*CHALLENGE A*.
Repeat the Disney XD article from "As Fox Kids (1996–2004)" up to and including "for US$5.3 billion.", switching "News Corporation" to "News Corp".

═══ PAGE ═══

Disney XD was a Latin American pay television channel owned by The Walt Disney Company and one of the channels of Disney Branded Television which operated across Mexico, Central America, South America and the Caribbean region.

It was directly operated by Disney Media Networks and The Walt Disney Company Latin America. Launched on November 8, 1996, as an international feed of Fox Kids, it was rebranded as Disney XD in 2009 after five years under Disney's interim Jetix branding. The network closed on March 31, 2022, with its content shifting to Disney Channel and Disney+.

History

As Fox Kids (1996–2004) 

The channel was launched on November 8, 1996, as Fox Kids, originally owned by Fox Kids Worldwide Inc., a joint venture of Saban Entertainment and News Corporation. It was the third international version of the network to launch after those in Australia and the United Kingdom and Ireland, and the first version in another language besides English. On July 24, 2001, FKW was sold to The Walt Disney Company for US$5.3 billion.

As Jetix (2004–2009) 

On August 1, 2004, the TV network transitioned to Disney's new international children's action brand, Jetix, with Disney content merged into the schedule throughout the two years before. It was the first Fox Kids network to rebrand as Jetix.

As Disney XD (2009–2022) 
In May 2009, after Toon Disney was rebranded to Disney XD in the United States, the Latin American-Disney branch confirmed Disney XD would replace Jetix in Latin America on July 3, 2009. On January 18, 2010, a Pacific feed was introduced for all South American Pacific countries and Bolivia outside Colombia. In August 2016, the channel moved to a full-time widescreen presentation, launching high-definition operations in each territory when technically able to. The Pacific South American feed shifted to a -1 hour feed of the eastern feed in June 2017.

═══ LISTED RECORDS ═══

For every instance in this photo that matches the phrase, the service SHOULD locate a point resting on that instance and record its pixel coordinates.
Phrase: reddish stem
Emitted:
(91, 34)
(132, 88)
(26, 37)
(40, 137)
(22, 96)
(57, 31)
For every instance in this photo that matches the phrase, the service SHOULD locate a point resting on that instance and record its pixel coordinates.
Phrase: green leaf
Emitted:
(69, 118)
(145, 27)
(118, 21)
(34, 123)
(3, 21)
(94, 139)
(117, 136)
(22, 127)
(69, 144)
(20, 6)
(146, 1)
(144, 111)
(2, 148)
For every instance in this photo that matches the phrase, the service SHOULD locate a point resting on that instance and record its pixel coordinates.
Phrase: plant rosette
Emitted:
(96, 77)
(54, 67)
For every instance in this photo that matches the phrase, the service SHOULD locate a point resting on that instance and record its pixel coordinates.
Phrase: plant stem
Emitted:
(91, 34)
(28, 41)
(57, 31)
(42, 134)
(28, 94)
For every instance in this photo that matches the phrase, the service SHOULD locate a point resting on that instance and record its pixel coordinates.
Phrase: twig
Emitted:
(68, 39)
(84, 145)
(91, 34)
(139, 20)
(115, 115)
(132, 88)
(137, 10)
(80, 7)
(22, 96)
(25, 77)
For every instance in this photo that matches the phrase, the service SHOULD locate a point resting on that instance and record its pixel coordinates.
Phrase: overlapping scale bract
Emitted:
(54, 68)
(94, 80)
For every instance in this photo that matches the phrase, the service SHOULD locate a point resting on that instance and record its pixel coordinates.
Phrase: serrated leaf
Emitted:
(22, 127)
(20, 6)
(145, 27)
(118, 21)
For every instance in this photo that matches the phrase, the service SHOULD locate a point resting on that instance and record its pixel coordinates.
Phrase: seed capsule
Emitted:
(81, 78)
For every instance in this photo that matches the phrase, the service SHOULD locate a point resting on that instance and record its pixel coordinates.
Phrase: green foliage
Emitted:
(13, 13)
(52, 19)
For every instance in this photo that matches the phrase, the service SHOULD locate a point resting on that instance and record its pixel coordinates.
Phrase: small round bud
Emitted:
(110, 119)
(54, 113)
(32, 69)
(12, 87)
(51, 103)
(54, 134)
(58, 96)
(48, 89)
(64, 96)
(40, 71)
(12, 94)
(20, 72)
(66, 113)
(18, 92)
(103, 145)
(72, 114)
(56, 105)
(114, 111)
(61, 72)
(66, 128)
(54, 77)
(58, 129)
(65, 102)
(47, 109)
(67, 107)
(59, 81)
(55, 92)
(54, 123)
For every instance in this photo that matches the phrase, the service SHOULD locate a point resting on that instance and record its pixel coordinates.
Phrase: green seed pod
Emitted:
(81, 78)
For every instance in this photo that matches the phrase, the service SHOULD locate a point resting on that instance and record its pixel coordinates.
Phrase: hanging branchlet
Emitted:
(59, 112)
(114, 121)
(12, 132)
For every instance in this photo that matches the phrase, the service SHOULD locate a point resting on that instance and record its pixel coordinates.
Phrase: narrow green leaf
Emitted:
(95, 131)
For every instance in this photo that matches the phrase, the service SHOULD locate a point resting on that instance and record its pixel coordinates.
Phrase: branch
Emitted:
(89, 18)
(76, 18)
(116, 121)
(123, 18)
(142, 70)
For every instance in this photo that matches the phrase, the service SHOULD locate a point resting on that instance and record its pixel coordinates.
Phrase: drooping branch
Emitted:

═══

*CHALLENGE B*.
Pull out every row above that contains the word "leaf", and list those rows.

*FULL SOLUTION A*.
As Fox Kids (1996–2004) 

The channel was launched on November 8, 1996, as Fox Kids, originally owned by Fox Kids Worldwide Inc., a joint venture of Saban Entertainment and News Corp. It was the third international version of the network to launch after those in Australia and the United Kingdom and Ireland, and the first version in another language besides English. On July 24, 2001, FKW was sold to The Walt Disney Company for US$5.3 billion.

*FULL SOLUTION B*.
Phrase: green leaf
Phrase: serrated leaf
Phrase: narrow green leaf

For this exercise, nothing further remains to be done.